* **Information supplied**
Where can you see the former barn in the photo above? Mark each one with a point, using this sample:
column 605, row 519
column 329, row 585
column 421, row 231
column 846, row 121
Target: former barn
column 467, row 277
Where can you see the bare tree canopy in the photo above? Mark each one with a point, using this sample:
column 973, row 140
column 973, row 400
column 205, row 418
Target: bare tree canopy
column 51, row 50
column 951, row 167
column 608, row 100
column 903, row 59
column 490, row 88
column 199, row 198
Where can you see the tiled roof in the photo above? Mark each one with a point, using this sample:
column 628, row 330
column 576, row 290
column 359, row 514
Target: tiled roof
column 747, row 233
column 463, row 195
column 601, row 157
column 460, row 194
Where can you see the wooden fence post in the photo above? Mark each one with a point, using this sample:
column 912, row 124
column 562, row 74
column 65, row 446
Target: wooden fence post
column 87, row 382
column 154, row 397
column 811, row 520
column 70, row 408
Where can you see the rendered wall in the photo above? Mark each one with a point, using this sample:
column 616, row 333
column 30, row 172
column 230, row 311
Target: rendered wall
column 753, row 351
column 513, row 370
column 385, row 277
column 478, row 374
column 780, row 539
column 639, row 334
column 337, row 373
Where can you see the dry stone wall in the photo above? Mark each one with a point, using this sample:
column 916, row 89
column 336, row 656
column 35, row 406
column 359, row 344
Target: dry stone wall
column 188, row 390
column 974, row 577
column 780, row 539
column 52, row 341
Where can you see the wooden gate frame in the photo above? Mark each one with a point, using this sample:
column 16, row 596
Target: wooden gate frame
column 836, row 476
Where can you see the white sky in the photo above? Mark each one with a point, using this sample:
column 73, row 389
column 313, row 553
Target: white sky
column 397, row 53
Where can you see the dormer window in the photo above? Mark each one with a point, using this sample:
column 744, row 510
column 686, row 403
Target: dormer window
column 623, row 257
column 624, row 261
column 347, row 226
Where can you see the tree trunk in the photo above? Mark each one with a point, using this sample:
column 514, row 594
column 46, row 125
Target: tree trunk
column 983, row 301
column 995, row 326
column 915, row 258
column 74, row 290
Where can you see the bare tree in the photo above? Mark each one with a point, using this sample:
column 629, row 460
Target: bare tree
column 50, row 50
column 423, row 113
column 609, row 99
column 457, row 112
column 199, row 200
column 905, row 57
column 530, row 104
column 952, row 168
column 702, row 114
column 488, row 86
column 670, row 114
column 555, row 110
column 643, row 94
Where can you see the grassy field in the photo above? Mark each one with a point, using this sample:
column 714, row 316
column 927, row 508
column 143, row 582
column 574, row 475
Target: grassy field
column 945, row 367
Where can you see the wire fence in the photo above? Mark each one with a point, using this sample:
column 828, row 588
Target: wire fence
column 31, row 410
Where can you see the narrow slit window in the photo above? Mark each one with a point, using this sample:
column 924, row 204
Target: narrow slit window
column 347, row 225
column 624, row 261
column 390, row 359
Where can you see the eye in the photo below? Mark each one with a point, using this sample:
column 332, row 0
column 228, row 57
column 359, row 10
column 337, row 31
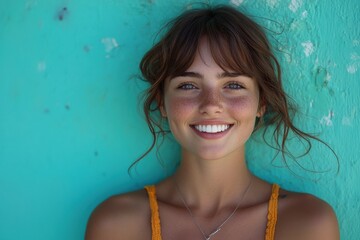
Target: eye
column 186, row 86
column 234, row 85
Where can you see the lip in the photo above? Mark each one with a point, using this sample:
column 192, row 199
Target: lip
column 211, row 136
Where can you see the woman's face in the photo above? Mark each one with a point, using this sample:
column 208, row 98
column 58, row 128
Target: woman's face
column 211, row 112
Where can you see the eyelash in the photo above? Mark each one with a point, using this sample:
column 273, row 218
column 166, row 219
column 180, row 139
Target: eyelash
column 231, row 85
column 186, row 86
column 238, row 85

--

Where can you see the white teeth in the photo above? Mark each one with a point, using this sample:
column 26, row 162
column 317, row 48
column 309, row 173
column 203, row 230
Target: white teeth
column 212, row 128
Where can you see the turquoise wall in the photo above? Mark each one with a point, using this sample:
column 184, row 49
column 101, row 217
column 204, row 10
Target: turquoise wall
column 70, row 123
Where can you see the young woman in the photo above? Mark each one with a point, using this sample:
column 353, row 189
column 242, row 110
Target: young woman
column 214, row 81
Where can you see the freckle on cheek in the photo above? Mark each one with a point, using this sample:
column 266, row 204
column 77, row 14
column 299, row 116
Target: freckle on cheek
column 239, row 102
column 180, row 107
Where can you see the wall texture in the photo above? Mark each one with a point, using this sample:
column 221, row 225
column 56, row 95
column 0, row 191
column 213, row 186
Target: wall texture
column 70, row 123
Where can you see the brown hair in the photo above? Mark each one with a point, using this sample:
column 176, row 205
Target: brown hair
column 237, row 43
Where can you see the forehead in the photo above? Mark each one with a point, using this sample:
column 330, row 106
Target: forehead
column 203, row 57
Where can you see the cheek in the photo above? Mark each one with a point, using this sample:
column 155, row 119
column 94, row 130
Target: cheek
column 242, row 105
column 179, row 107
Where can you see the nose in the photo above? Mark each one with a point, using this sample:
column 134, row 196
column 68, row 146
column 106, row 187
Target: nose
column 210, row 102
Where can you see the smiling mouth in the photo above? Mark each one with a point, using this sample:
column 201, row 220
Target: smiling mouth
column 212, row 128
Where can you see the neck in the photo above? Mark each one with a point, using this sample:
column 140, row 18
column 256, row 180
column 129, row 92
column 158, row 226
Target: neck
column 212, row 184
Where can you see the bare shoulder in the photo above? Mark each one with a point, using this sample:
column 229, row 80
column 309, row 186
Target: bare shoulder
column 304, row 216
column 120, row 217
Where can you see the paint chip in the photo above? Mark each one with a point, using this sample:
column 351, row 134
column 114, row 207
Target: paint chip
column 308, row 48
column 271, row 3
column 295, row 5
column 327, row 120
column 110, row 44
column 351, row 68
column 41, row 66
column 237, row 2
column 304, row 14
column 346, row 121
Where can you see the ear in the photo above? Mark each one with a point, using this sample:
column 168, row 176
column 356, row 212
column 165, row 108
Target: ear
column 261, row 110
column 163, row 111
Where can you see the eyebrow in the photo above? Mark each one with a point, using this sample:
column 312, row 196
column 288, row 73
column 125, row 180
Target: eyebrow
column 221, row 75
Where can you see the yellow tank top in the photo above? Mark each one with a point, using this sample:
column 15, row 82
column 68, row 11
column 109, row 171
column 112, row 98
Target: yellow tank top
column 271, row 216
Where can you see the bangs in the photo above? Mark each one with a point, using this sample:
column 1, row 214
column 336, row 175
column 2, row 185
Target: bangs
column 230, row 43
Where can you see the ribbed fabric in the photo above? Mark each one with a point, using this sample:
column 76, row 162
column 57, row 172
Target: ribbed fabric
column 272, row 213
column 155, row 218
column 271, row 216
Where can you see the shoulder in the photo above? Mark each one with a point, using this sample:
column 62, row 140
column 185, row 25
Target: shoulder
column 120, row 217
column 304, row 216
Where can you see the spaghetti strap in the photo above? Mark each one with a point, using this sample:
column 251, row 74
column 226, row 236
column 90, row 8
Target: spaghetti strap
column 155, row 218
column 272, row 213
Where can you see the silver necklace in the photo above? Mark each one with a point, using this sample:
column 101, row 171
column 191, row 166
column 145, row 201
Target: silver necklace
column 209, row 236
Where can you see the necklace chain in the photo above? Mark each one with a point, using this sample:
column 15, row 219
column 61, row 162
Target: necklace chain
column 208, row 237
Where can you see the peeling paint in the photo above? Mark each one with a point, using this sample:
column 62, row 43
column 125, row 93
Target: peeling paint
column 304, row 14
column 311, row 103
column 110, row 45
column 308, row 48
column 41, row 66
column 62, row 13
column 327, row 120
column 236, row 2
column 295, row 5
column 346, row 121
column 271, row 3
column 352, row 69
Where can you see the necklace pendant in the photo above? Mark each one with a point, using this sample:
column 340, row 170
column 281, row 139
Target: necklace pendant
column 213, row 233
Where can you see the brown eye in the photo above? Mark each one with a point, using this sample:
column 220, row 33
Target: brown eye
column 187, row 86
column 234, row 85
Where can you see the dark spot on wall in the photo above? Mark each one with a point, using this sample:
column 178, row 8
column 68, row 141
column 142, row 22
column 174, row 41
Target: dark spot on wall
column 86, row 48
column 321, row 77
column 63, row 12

* **About this task**
When the line with "Where can you see the smiling" is reached in the data above, start copying there, and copy each line exactly until the line with "column 109, row 171" has been copied; copy nothing else.

* **Completed exercise**
Where can you see the smiling mouth in the photo above? Mark each one with a point, using this sample:
column 201, row 220
Target: smiling mouth
column 212, row 128
Where can you see the neck in the photo above? Mark each one with a point, using this sample:
column 140, row 18
column 256, row 180
column 129, row 92
column 158, row 226
Target: neck
column 212, row 184
Where can you see the bare shoulder in the photo above? Mark each one with a point, using this sample:
column 229, row 80
column 309, row 186
Target: bare shoulder
column 304, row 216
column 120, row 217
Where can you see the paint chip in the photo above? Mark each one with a point, using this sample:
column 351, row 134
column 114, row 207
Target: paint chip
column 308, row 48
column 271, row 3
column 295, row 5
column 327, row 120
column 110, row 44
column 351, row 68
column 41, row 66
column 237, row 2
column 304, row 14
column 346, row 121
Where can you see the ear in the photo above? Mark each one with a point, using this sample:
column 168, row 176
column 356, row 212
column 165, row 108
Target: ear
column 261, row 110
column 163, row 111
Where can you see the eyebrow in the photo above? Mark each one with a point, using this sample:
column 312, row 196
column 288, row 73
column 125, row 180
Target: eyebrow
column 221, row 75
Where can you see the yellow tank top in the photo above? Mark each one with a point, using this sample:
column 15, row 82
column 68, row 11
column 109, row 171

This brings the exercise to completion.